▶ [Exercise prompt]
Decide whether each statement below agrees with the thread about errors running llara on multiple GPUs. Answer yes or no for each, and quote the exact words of the thread that settle it.
1. The error does not occur when llara is run on a single GPU.
2. LostXine had already tried running llara inference on multiple GPUs.
3. LostXine asks whether the versions of packages such as torch and cuda match those used by llava.

LostXine / LLaRA

LLaRA: Large Language and Robotics Assistant
Apache License 2.0
137 stars 3 forks source link

Encountering errors when running llara on multiple GPUs #7

Open erjiaxiao opened 2 weeks ago

erjiaxiao commented 2 weeks ago

Hello @LostXine, when running llara on multiple GPUs, I encountered the following error:

Exception has occurred: RuntimeError
CUDA error: device-side assert triggered
CUDA kernel errors might be asynchronously reported at some other API call, so the stacktrace below might be incorrect.
For debugging consider passing CUDA_LAUNCH_BLOCKING=1.
Compile with `TORCH_USE_CUDA_DSA` to enable device-side assertions.
  File "/home/lsf_storage/homes/ch/claude/LLaRA/train-llava/llava/model/language_model/llava_llama.py", line 92, in forward
    return super().forward(
  File "/home/ch/claude/LLaRA/eval/llara_adv_attack.py", line 235, in model_generation
    outputs = model(**inputs)
  File "/home/ch/claude/LLaRA/eval/llara_adv_attack.py", line 526, in query_bc
    ans, _ , i = model_generation(tokenizer, model, image_processor, image_list, prepared_prompt)
  File "/home/ch/claude/LLaRA/eval/llara_adv_attack.py", line 436, in eval_episode
    paresed_action, prepared_prompt, ans, image = gen_action(tokenizer, model, image_processor,
  File "/home/ch/claude/LLaRA/eval/llara_adv_attack.py", line 567, in <module>
    eval_episode(args, query_bc, parse_bc)
RuntimeError: CUDA error: device-side assert triggered

However, everything works fine when I run llara on a single GPU. Are there any specific configurations required for multiple GPU usage?

LostXine commented 2 weeks ago

Hi @erjiaxiao ,

I did not try to run llara on multiple gpus for inference. The error log hints at some compatibility issues or hardware config issues but I'm not 100% sure. Could you confirm you are using the same version of some important packages (i.e. torch, cuda,..) as llava? I would like to test multiple GPU inference as well but unfortunately, I'm on travel now. I will try to get back to you before next weekend. Thank you for your understanding.

Best,

erjiaxiao commented 2 weeks ago

OK, Thank you! I will take a look at the problem. Have a good trip!

▶ [Study material]
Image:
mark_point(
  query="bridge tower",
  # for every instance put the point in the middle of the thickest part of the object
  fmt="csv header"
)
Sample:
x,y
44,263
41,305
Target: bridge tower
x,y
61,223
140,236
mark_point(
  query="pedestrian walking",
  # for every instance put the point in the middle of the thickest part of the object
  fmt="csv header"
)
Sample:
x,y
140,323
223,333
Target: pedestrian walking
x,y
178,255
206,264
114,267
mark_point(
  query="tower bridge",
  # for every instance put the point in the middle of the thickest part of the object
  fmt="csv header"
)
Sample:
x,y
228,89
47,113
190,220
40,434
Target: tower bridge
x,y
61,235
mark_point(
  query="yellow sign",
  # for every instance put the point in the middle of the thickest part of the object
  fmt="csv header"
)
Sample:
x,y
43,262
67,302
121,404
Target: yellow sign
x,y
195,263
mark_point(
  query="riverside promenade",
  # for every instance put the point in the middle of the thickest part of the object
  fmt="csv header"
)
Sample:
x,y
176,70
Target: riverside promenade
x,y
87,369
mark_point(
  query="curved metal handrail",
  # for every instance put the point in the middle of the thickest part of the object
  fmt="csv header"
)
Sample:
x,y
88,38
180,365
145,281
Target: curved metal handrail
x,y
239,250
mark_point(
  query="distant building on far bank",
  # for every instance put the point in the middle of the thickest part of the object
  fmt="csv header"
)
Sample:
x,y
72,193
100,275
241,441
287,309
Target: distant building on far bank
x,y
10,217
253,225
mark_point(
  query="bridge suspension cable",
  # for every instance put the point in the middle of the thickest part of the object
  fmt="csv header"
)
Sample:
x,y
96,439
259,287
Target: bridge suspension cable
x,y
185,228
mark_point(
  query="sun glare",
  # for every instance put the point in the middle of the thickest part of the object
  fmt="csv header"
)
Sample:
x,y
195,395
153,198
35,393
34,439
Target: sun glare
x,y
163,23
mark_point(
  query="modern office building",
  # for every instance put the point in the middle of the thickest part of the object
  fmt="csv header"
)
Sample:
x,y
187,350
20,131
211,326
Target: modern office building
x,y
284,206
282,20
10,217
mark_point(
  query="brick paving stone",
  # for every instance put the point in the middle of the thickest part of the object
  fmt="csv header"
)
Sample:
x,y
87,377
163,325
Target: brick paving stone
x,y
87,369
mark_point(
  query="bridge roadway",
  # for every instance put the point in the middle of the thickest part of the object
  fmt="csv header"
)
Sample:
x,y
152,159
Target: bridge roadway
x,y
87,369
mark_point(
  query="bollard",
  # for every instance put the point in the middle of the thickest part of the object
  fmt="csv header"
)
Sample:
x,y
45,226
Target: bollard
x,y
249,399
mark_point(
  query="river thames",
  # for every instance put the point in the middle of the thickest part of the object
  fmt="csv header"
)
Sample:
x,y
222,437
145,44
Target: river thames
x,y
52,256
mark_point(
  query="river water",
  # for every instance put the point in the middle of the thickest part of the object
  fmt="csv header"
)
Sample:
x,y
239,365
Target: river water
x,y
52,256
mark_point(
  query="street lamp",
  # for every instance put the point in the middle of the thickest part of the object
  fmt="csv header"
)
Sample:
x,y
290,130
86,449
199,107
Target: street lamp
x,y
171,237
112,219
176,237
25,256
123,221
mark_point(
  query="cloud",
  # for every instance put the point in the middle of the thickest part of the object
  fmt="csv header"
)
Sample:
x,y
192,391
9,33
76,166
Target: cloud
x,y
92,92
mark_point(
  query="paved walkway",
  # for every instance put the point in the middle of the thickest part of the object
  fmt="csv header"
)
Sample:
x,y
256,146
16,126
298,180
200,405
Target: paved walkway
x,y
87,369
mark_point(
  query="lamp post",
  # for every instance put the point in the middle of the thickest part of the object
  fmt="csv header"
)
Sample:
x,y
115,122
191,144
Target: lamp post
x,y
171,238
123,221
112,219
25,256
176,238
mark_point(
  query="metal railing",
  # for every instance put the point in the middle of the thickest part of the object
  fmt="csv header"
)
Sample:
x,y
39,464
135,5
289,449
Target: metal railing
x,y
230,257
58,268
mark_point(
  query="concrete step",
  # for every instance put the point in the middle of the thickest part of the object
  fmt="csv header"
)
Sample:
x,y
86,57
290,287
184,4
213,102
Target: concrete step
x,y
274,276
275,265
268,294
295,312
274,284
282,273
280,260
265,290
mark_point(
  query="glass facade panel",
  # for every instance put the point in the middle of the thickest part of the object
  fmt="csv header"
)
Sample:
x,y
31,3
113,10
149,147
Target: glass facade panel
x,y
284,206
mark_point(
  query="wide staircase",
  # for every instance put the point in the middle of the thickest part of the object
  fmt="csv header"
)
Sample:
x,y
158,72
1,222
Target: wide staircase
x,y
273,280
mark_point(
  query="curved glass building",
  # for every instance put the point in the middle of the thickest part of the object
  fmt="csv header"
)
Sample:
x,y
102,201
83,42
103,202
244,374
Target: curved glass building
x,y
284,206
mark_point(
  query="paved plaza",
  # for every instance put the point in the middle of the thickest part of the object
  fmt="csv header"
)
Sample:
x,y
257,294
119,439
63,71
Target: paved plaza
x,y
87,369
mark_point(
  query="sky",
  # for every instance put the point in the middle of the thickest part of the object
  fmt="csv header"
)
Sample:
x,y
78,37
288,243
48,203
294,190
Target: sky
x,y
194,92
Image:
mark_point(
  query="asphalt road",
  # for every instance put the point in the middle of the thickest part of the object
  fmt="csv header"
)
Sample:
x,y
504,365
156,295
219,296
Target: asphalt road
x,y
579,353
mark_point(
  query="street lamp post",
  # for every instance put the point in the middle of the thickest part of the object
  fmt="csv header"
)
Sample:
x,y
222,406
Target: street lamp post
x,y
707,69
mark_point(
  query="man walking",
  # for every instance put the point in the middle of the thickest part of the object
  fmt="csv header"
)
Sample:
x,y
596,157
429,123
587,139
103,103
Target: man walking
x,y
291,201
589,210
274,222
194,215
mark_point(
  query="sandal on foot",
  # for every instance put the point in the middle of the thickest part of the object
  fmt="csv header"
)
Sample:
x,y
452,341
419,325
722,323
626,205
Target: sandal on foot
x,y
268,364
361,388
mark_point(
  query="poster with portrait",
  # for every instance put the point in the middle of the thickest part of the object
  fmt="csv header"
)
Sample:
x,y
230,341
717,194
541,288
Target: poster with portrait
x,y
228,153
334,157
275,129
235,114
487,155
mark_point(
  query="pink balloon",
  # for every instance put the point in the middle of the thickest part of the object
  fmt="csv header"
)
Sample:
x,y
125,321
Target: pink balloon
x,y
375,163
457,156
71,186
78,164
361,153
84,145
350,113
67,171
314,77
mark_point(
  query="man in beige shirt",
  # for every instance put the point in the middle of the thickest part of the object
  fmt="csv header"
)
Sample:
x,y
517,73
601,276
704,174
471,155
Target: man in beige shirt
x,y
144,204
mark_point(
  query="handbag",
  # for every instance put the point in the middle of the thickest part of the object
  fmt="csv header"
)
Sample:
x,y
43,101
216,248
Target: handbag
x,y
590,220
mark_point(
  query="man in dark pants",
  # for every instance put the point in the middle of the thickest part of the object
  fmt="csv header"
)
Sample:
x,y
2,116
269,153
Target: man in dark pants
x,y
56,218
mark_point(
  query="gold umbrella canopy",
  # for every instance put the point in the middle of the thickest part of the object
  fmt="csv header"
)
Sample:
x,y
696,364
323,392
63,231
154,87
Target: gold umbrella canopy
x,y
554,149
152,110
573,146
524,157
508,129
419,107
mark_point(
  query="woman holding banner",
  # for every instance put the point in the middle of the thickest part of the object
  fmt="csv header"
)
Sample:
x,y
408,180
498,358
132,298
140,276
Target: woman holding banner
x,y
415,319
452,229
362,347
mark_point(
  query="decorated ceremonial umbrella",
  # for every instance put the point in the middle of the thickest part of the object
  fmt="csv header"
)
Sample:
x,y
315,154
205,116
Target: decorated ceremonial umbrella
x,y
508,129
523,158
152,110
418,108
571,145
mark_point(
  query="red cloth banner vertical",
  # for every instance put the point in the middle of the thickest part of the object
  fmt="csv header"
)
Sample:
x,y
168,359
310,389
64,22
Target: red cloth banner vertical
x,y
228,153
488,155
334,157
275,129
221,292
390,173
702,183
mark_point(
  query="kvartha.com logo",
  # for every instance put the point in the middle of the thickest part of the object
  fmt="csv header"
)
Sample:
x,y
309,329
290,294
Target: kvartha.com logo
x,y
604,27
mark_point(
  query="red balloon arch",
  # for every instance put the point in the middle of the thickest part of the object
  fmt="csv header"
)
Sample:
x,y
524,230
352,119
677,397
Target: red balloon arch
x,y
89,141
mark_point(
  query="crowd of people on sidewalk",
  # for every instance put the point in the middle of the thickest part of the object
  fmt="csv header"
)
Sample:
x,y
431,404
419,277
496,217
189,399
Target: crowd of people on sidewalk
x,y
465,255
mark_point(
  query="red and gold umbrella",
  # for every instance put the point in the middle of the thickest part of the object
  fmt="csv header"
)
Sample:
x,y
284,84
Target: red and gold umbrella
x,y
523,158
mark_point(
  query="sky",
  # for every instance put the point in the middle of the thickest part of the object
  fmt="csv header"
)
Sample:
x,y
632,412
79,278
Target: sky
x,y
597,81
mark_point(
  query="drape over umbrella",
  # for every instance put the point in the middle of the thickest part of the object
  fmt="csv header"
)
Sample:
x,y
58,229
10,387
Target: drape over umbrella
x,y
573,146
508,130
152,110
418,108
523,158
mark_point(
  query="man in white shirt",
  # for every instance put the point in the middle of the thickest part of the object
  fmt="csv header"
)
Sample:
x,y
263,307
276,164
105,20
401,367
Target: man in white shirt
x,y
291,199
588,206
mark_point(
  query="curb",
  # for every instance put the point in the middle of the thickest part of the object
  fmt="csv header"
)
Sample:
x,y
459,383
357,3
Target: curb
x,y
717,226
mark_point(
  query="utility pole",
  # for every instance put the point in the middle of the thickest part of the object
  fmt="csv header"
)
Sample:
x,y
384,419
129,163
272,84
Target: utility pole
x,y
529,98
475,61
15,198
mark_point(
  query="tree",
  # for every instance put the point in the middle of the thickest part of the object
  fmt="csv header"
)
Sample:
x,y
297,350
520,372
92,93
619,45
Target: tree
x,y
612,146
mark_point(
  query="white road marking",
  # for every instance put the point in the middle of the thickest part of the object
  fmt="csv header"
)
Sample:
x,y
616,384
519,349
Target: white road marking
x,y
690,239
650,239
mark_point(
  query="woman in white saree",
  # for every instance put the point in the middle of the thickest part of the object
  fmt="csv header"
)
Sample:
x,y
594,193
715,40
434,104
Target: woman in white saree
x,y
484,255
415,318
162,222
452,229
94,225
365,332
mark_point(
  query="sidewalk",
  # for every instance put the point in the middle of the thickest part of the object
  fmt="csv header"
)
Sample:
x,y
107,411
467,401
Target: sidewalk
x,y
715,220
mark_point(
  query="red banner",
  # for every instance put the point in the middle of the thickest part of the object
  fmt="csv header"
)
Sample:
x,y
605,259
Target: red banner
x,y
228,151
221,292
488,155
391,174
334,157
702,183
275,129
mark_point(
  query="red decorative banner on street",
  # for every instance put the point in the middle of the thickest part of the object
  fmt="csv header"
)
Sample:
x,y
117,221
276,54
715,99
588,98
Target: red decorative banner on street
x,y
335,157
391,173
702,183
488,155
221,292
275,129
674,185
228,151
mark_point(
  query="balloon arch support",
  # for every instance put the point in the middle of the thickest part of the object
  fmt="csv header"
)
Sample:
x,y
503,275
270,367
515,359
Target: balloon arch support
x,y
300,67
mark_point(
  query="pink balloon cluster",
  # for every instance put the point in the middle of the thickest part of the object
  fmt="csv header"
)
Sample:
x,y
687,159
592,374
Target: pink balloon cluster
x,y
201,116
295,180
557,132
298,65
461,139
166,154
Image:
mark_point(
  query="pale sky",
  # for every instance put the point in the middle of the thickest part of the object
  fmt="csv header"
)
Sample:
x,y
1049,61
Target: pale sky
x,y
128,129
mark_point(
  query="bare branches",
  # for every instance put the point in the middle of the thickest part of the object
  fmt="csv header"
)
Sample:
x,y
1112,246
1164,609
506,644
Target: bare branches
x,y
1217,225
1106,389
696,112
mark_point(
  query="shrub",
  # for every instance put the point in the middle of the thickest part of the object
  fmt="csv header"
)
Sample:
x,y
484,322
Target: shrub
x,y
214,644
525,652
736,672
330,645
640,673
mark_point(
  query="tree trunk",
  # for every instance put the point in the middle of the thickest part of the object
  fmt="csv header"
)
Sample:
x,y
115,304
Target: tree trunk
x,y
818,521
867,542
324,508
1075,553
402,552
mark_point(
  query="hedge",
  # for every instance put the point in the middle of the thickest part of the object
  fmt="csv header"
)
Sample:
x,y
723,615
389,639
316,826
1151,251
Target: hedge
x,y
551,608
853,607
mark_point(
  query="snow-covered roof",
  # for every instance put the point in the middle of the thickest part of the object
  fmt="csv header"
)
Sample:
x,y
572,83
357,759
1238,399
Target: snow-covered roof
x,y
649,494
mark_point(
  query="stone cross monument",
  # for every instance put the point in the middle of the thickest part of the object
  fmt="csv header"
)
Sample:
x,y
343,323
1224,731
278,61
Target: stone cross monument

▶ [Task solution]
1. Yes: "everything works fine when I run llara on a single GPU."
2. No: "I did not try to run llara on multiple gpus for inference."
3. Yes: "Could you confirm you are using the same version of some important packages (i.e. torch, cuda,..) as llava?"